## PROBLEM REQUIREMENTS
Locate every line in the entries below that contains the word "behind" and copy each of those lines.

## MATERIAL SHOWN
____________

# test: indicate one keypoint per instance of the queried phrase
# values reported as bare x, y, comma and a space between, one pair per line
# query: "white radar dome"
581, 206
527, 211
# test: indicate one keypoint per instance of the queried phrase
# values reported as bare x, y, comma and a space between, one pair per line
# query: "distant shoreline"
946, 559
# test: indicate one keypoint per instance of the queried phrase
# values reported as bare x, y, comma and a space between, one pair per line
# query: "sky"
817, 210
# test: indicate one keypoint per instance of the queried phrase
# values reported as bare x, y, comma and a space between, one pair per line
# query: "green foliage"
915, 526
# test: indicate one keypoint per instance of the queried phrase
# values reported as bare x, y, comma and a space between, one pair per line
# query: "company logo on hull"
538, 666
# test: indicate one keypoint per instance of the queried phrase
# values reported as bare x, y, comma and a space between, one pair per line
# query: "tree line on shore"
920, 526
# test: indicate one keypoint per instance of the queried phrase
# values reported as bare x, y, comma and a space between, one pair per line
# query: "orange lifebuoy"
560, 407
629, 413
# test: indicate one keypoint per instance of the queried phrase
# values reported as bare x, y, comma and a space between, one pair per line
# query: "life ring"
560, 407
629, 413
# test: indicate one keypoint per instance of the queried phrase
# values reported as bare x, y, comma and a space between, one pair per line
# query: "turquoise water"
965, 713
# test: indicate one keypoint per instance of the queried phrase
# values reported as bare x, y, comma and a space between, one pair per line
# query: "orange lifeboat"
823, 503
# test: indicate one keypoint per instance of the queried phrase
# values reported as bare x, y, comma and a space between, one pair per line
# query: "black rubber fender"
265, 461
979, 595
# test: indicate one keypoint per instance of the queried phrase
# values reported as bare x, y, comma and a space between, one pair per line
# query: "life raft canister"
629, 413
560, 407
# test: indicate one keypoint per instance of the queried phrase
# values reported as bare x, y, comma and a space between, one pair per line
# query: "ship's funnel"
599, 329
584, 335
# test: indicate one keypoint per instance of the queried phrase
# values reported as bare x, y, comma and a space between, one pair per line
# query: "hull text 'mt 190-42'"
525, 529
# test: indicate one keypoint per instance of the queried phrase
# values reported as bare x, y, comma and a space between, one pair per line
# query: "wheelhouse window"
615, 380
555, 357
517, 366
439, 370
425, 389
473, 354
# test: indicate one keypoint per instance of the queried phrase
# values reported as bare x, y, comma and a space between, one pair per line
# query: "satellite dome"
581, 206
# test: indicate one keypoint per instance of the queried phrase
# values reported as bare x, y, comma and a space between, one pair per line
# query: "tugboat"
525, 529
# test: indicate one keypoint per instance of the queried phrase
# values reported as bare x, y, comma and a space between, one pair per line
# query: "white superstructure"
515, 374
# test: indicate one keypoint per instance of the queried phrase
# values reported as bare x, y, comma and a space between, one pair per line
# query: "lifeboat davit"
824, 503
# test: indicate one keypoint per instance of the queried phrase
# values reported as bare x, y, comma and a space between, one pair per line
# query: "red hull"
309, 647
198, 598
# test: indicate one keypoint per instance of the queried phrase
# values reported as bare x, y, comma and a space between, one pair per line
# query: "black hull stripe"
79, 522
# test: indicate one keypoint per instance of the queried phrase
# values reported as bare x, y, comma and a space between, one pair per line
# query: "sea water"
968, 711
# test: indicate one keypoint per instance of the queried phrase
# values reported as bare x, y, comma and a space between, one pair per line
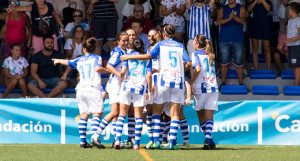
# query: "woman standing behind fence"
88, 92
205, 87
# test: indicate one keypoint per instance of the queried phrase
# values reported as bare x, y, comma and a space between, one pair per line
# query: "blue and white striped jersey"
171, 56
86, 67
115, 61
136, 75
199, 21
206, 81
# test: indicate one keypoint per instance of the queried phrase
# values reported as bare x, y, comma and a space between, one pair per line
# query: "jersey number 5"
173, 59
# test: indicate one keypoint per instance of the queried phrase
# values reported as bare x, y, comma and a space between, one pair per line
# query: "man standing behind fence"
231, 18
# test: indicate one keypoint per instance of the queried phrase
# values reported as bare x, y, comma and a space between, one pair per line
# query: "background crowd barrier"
54, 121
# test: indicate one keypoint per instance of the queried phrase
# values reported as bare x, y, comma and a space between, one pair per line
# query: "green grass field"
73, 152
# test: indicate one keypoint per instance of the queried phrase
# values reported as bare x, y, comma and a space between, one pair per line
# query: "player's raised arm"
137, 57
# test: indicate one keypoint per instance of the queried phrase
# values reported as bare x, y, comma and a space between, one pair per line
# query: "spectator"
137, 25
173, 10
138, 11
47, 26
293, 40
259, 29
44, 73
60, 5
15, 69
231, 18
200, 14
73, 46
78, 20
16, 24
282, 50
157, 17
104, 21
129, 5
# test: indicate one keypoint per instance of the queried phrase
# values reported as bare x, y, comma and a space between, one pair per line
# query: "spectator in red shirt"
138, 11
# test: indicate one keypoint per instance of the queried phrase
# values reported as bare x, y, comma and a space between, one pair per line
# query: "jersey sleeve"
114, 60
73, 63
195, 60
98, 61
125, 63
155, 50
185, 55
149, 67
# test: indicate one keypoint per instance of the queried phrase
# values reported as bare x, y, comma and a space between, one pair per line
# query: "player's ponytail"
209, 52
89, 44
138, 45
206, 45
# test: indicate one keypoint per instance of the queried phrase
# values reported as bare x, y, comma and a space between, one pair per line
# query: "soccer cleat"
136, 147
95, 141
185, 146
206, 145
213, 145
173, 147
128, 145
117, 145
85, 145
149, 145
156, 145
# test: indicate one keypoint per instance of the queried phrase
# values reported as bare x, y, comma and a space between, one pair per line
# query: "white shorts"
113, 90
190, 48
151, 100
130, 97
89, 101
206, 101
167, 109
167, 94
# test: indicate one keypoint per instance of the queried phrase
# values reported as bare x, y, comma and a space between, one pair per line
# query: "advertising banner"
54, 121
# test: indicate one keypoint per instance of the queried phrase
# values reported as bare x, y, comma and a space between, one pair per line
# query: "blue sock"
82, 124
138, 130
156, 127
184, 130
203, 127
95, 124
209, 128
131, 125
162, 127
114, 123
102, 126
173, 131
166, 131
119, 127
149, 128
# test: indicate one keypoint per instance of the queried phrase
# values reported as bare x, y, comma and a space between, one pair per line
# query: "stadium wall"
54, 121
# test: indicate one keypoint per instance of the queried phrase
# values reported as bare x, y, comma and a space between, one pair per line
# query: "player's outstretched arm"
113, 70
60, 61
187, 66
138, 57
188, 93
101, 70
123, 71
195, 76
149, 75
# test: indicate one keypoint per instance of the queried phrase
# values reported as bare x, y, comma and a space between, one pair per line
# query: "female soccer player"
133, 90
113, 85
88, 90
171, 56
204, 86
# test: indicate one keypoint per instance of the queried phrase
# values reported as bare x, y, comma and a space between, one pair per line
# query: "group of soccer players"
147, 82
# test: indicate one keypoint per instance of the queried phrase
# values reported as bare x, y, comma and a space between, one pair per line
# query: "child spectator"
293, 40
15, 68
282, 50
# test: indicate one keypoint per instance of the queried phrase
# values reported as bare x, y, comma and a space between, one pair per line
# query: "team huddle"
146, 82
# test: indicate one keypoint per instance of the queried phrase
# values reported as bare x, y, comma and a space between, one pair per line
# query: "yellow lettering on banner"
145, 155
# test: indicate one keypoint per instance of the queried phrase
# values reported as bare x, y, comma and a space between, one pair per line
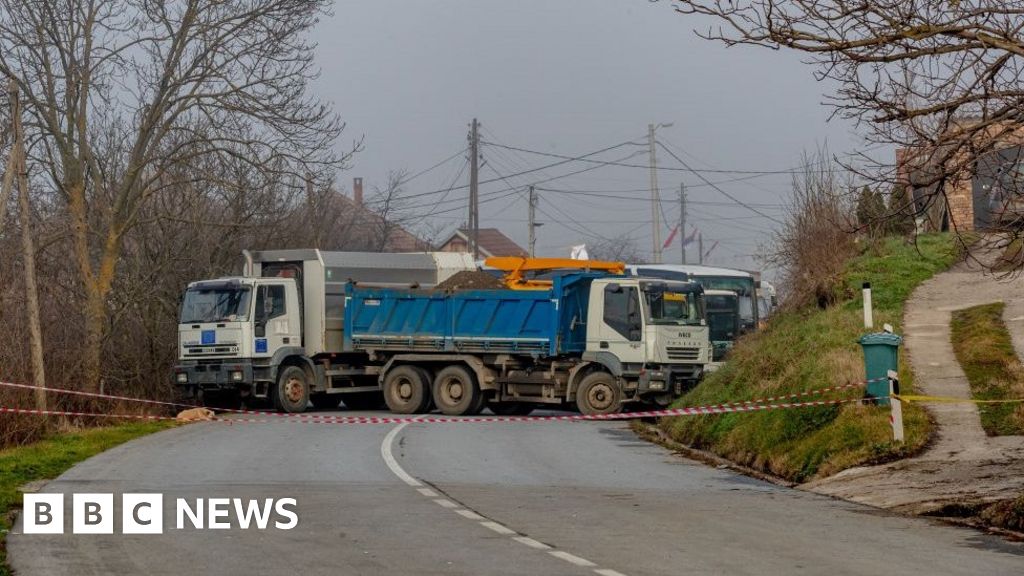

____________

## ANSWER TO THIS PROBLEM
# query: "woman standing behind fence"
# query: "man standing behind fence"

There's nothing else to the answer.